TEXT EXCERPT ->

# Ice out. The fat lady has sang...



## STRONGPERSUADER (Nov 5, 2006)

It's over after this one boys n girls. Last two seasons spoiled us but still had some good times this season. C'mon spring gobblers and river smallies.


----------



## Andy130 (Jun 2, 2013)

It was done for me before the last warm up. I couldn't find good ice at any of the ponds I fish. I'm ready to get back out in the kayak anyway! Come on warm weather!


----------



## BIGEYURK25 (Apr 4, 2013)

Headed to the ice right now!


----------



## Minnowhead (Jan 12, 2011)

This guy doesn't know the meaning of quit!


----------



## huntindoggie22 (Mar 28, 2008)

Just got off the ice at shenango. Was sitting on 6 1/2 inches. Shore was getting week.


----------



## icebucketjohn (Dec 22, 2005)

.... Have CIGAR..... Will ICE FISH


----------



## Minnowhead (Jan 12, 2011)

Hoping it stays just s little bit longer...


----------



## icebucketjohn (Dec 22, 2005)

ONE MORE TIME!!!!!


----------



## icebucketjohn (Dec 22, 2005)

If the FAT LADY wasn't singing yesterday, she certainly was humming a few bars.


----------



## STRONGPERSUADER (Nov 5, 2006)

I may recant.... Could round 3 show up? Not sure how much base is left everywhere but we have some cold temps coming up. We'll see.

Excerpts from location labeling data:
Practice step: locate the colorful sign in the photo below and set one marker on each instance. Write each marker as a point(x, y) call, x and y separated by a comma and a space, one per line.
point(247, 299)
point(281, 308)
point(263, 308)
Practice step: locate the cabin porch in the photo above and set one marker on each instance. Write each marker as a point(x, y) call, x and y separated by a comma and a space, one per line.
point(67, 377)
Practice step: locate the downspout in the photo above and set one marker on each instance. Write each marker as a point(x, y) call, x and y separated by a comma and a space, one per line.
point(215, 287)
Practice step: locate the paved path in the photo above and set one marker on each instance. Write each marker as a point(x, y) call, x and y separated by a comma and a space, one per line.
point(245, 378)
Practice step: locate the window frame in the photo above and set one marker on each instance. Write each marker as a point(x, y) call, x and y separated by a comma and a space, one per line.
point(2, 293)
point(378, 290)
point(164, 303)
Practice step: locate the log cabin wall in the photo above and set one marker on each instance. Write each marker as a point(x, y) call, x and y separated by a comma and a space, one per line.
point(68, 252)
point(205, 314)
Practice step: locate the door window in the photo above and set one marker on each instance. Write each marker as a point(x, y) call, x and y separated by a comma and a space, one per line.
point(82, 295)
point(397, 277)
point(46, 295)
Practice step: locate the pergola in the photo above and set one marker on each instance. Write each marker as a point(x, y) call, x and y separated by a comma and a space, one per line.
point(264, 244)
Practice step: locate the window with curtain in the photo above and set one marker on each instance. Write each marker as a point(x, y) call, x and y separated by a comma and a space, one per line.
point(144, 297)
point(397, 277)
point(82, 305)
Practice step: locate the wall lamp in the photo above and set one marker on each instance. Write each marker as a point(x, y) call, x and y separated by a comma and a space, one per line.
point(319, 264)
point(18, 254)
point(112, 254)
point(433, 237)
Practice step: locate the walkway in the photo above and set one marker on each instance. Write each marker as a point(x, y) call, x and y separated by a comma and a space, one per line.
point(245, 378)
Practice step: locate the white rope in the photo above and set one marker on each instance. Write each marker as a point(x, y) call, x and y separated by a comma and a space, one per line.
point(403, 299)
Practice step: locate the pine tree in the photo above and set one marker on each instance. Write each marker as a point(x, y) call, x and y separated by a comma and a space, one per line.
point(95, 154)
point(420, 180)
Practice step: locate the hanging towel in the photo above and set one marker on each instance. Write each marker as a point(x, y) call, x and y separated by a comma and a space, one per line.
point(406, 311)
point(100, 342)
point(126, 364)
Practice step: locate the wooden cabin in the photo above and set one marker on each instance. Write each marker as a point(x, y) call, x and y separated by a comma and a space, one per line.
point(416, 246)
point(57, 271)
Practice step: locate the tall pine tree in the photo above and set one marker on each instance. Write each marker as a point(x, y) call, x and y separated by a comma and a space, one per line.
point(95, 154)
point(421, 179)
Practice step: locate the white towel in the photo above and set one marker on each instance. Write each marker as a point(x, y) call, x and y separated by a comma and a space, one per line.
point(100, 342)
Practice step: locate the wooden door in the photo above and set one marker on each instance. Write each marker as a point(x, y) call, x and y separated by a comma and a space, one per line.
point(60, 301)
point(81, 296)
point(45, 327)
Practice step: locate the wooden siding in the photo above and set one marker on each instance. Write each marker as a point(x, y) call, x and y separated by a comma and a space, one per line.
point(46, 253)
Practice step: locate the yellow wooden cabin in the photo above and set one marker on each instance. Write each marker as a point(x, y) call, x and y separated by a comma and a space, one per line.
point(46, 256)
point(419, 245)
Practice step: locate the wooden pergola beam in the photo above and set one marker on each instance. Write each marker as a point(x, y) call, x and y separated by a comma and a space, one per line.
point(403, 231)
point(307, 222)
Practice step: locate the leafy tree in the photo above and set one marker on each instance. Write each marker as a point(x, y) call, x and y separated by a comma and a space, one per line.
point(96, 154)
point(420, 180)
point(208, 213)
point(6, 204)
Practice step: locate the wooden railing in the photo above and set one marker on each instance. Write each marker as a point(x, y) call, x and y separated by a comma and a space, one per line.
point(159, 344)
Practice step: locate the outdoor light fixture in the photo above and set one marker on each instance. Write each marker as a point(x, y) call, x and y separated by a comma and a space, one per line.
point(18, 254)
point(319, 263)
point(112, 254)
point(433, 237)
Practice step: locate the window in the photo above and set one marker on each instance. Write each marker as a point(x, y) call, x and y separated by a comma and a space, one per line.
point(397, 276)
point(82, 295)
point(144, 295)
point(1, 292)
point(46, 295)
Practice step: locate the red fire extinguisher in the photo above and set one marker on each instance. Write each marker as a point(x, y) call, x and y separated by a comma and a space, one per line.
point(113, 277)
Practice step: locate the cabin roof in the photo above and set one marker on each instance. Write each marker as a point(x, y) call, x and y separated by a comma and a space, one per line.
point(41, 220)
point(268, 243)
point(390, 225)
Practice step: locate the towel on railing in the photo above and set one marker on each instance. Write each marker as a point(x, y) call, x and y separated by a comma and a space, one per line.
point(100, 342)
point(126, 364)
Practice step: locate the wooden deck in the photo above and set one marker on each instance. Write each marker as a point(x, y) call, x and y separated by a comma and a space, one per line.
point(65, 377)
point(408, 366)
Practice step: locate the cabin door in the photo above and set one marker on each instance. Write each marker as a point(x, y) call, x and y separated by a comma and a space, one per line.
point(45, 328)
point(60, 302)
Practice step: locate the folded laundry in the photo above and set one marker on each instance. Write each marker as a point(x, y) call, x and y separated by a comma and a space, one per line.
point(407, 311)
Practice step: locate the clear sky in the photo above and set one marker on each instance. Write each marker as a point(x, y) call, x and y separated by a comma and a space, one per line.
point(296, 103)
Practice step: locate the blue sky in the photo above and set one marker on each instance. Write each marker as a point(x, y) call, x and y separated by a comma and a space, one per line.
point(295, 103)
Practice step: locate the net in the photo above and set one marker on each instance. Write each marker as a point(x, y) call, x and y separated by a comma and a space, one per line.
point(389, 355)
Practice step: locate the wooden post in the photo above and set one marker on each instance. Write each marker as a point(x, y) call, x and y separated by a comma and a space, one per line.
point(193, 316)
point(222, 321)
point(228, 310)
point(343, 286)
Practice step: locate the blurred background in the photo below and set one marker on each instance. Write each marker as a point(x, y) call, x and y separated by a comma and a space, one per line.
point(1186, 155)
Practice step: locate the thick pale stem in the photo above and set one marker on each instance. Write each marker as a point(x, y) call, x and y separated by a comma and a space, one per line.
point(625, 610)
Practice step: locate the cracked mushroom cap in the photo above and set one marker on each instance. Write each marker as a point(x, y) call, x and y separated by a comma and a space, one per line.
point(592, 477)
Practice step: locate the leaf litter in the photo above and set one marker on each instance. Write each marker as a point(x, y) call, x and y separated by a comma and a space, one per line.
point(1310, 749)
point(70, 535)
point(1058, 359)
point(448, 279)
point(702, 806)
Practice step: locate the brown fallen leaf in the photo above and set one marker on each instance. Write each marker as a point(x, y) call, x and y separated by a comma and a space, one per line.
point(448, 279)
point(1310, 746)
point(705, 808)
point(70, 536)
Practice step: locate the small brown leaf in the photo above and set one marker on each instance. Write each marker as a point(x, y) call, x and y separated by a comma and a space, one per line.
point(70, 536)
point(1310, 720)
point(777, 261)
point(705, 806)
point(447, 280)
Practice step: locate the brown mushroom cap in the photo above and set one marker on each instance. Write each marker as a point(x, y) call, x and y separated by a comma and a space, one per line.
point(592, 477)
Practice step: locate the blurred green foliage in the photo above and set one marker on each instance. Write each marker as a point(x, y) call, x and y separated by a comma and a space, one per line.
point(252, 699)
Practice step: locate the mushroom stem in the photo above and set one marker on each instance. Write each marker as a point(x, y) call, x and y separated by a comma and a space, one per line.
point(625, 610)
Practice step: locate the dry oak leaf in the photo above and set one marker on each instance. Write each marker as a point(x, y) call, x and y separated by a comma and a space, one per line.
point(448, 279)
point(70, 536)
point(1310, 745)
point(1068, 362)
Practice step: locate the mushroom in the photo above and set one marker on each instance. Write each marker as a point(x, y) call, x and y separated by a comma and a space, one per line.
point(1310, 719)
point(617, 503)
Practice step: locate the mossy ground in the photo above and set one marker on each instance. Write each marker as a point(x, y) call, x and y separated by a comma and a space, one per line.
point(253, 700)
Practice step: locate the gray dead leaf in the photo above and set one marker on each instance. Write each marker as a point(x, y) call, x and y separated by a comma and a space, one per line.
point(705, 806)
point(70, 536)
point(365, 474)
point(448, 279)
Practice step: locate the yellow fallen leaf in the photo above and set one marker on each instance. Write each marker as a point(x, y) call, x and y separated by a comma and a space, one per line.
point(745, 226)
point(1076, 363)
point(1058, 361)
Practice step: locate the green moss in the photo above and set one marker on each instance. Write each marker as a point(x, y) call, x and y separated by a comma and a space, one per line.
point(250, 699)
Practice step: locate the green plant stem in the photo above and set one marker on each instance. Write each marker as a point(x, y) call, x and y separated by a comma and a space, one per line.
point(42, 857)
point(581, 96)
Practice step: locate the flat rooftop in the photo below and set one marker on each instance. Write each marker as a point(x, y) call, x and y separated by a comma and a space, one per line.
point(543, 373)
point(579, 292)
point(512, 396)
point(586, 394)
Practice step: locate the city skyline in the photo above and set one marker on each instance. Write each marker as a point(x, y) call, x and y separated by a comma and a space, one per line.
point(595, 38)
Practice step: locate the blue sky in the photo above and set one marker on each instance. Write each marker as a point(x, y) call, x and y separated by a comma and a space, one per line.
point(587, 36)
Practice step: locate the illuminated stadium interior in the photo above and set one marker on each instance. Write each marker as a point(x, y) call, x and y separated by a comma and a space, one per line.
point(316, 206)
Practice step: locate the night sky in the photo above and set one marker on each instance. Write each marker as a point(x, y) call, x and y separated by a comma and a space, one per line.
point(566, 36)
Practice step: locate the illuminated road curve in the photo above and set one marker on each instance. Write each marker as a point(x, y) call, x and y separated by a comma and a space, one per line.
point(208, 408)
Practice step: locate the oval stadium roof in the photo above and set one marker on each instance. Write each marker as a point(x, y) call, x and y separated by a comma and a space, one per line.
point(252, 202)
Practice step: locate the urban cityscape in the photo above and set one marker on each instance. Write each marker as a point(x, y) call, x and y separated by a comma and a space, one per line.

WHAT YOU WILL DO ->
Reproduce the ice-fishing thread word for word from "# Ice out. The" to "and river smallies.". The entries aren't needed for this work.

RESULT FOR THIS EXERCISE ->
# Ice out. The fat lady has sang...



## STRONGPERSUADER (Nov 5, 2006)

It's over after this one boys n girls. Last two seasons spoiled us but still had some good times this season. C'mon spring gobblers and river smallies.